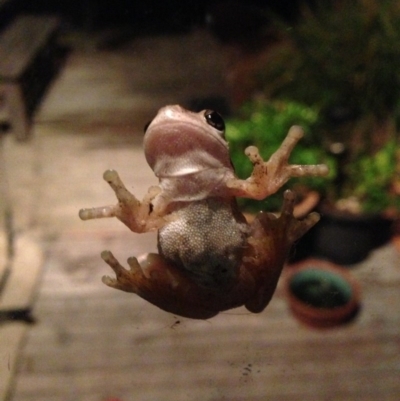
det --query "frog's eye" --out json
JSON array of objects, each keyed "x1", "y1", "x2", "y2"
[
  {"x1": 143, "y1": 120, "x2": 151, "y2": 133},
  {"x1": 204, "y1": 110, "x2": 225, "y2": 134}
]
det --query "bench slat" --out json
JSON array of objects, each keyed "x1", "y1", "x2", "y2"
[
  {"x1": 0, "y1": 15, "x2": 59, "y2": 80},
  {"x1": 0, "y1": 322, "x2": 29, "y2": 400},
  {"x1": 0, "y1": 233, "x2": 43, "y2": 311}
]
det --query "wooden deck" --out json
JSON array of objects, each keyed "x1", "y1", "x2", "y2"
[
  {"x1": 1, "y1": 29, "x2": 400, "y2": 401},
  {"x1": 9, "y1": 233, "x2": 400, "y2": 401}
]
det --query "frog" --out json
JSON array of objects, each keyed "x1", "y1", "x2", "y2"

==================================================

▶ Your task
Please repeat every record exactly as it stands, leaving out any pictures.

▶ Written reply
det --query "frog's eye" --out json
JSON array of objects, each keyed "x1", "y1", "x2", "y2"
[
  {"x1": 143, "y1": 120, "x2": 151, "y2": 133},
  {"x1": 204, "y1": 110, "x2": 225, "y2": 134}
]
det --query "bench slat" --out json
JSON array of objects, each keyed "x1", "y1", "x2", "y2"
[
  {"x1": 0, "y1": 15, "x2": 59, "y2": 80},
  {"x1": 0, "y1": 322, "x2": 29, "y2": 400},
  {"x1": 0, "y1": 233, "x2": 43, "y2": 311}
]
det --query "wooden deck" --out json
JSON array of objects, each keyed "x1", "y1", "x2", "y2"
[
  {"x1": 1, "y1": 29, "x2": 400, "y2": 401},
  {"x1": 9, "y1": 233, "x2": 400, "y2": 401}
]
det --query "frog" --out json
JSON array of objects, each keyed "x1", "y1", "x2", "y2"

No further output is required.